_TASK REQUIREMENTS_
Edit the passage on therapies combined with OVT: copy everything from "Table II summarizes" down to "and tumor-specific cytotoxicity.", putting "exploit" in place of "leverage".

** READING PASSAGE follows **

Table II summarizes various therapeutic agents, including targeted therapies, ICIs and chemotherapy drugs, and their mechanisms of action in enhancing OVT efficacy. These combinations leverage synergistic effects to improve viral replication, immune activation and tumor-specific cytotoxicity.

Table II Combinatorial approaches to enhance OVT efficacy in CRC.

Table II

Combinatorial approaches to enhance OVT efficacy in CRC.

Therapy type	Drug name	Mechanism of action	How it enhances OVT efficacy	(Refs.)
Targeted therapy	Ruxolitinib	JAK-1/2 inhibitor that enhances the replication and activity of VSV-IFN-β by antagonizing antiviral JAK/STAT signaling.	Enhances viral replication and activity, increasing sensitivity to OVT.	(251,252)
Targeted therapy	Bortezomib	Proteasome inhibitor used with oHSV, strongly inducing necroptotic cell death and activating NK cells.	Enhances NK cell-mediated antibody-dependent cellular cytotoxicity.	(253-255)
Targeted Therapy	Bevacizumab	An anti-angiogenic drug used with OVT inhibits angiogenesis and improves the virus distribution and survival of infected tissues.	Improves virus distribution and survival, enhancing the efficacy of OVT.	(256)
Targeted therapy	EGFR inhibitors (cetuximab)	Monoclonal antibody targeting EGFR, inhibiting EGFR-mediated signaling.	Enhances OVT efficacy by inhibiting EGFR signaling.	(185,257)
Targeted therapy	Kinase inhibitors (BKM120)	Inhibits the PI3K/AKT signaling pathway.	Promotes viral replication, enhancing OVT efficacy.	(55,258,259)
Targeted Therapy	A2a Receptor Antagonists	A2a receptor antagonists block the adenosine A2a receptor, which inhibits T cell activation and function in the tumor microenvironment.	By inhibiting the A2a receptor, these drugs enhance T cell activation and proliferation, counteracting the immunosuppressive effects of adenosine in CRC and thereby improving overall tumor response to OVT.	(260)
Immune checkpoint inhibitor	Avelumab (anti-PD-L1)	Combined with cetuximab and FOLFOX6 chemotherapy regimen, it showed a 75% objective response rate and 95% disease control rate in patients with mCRC.	Enhances immune response, improving the efficacy of OVT.	(261-263)
Immune checkpoint inhibitor	TIM-3 Inhibitors	TIM-3 is an immune checkpoint receptor that inhibits T cell activation and function upon binding to its ligand, galectin-9. TIM-3 inhibitors block this interaction, promoting T-cell responses.	By blocking TIM-3, these inhibitors enhance T cell activation and effector function, reducing the immunosuppressive effects in the tumor microenvironment of CRC, which can improve the effectiveness of OVT.	(260)
CAR-T Cell Therapy	BiTEs	Redirects T cells to tumors, killing both virus-infected and non-infected tumor cells, achieving a 'bystander effect.'	Improves antitumor T cell responses.	(264,265)
Immunotherapy	G47Δ-mIL12	IFNγ and T cell killing inducers promote M1-like polarization (iNOS+ and pSTAT1+) in TAMs.	Enhances synergy with immune checkpoint inhibitors, curing glioblastoma and inducing immune memory.	(266,267)

** End of READING PASSAGE **
** LISTED ENTRIES follows **

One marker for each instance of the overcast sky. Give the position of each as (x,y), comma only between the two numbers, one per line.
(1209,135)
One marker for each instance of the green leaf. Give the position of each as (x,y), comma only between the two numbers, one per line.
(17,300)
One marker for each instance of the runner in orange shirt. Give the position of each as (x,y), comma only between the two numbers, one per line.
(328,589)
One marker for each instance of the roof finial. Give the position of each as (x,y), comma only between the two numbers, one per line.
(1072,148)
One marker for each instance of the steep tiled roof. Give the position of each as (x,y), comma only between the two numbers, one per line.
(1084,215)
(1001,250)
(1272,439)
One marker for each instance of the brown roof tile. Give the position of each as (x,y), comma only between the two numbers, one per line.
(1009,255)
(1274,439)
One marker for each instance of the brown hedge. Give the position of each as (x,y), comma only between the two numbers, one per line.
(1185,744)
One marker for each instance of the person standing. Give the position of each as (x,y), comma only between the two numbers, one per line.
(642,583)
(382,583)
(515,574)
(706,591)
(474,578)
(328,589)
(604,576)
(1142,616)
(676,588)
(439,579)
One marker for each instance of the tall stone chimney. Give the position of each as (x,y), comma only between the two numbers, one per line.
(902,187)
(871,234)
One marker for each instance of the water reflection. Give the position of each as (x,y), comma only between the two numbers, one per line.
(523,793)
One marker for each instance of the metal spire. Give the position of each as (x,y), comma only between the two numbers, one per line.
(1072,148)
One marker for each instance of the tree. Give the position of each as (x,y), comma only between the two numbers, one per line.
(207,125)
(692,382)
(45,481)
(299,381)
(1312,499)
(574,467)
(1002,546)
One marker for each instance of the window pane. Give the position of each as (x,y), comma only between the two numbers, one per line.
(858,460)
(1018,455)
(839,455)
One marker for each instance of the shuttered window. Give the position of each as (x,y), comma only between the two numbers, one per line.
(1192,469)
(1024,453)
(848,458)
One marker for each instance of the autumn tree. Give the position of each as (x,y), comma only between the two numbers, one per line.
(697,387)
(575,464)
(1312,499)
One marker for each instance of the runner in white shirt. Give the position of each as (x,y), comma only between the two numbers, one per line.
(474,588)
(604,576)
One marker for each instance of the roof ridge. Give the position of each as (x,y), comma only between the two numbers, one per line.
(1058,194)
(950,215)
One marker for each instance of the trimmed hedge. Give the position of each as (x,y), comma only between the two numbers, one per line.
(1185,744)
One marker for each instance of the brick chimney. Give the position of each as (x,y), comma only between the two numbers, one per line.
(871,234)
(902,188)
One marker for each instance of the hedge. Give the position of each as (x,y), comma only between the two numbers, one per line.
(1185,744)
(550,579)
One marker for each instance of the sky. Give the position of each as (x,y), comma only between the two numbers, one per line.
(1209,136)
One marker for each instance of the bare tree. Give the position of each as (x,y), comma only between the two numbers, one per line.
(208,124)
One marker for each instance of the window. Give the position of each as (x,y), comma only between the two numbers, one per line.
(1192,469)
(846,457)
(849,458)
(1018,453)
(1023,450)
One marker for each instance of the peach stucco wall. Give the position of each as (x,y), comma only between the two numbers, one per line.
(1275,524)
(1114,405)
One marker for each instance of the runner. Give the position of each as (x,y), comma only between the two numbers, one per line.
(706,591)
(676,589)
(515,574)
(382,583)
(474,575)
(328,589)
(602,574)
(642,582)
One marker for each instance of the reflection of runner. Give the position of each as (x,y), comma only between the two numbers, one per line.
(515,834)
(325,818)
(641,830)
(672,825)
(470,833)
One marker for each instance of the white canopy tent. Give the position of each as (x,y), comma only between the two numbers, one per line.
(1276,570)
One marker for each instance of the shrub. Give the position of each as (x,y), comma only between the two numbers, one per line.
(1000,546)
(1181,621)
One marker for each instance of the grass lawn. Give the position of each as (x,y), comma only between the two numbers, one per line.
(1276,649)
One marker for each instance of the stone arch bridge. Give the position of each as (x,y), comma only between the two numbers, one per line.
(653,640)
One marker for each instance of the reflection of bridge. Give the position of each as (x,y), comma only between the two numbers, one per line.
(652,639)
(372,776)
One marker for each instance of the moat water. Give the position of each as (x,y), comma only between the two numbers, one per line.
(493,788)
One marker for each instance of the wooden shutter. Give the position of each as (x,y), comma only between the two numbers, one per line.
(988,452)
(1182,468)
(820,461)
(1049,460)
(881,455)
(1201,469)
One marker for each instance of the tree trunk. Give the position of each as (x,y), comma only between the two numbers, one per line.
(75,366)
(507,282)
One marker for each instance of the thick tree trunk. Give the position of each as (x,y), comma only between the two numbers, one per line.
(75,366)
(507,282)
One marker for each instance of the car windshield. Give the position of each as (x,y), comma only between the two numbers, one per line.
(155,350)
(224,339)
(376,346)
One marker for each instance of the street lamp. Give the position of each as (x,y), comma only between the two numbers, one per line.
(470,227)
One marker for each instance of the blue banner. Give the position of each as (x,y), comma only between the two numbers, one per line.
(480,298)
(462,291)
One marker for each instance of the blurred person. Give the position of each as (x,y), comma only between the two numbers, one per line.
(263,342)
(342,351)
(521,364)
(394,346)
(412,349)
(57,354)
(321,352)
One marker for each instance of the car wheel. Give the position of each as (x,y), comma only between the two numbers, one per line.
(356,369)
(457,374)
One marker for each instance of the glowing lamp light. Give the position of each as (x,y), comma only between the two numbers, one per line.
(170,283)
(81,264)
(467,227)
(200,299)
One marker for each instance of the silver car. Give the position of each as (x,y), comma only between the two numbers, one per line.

** End of LISTED ENTRIES **

_SOLUTION TO THE PROBLEM_
Table II summarizes various therapeutic agents, including targeted therapies, ICIs and chemotherapy drugs, and their mechanisms of action in enhancing OVT efficacy. These combinations exploit synergistic effects to improve viral replication, immune activation and tumor-specific cytotoxicity.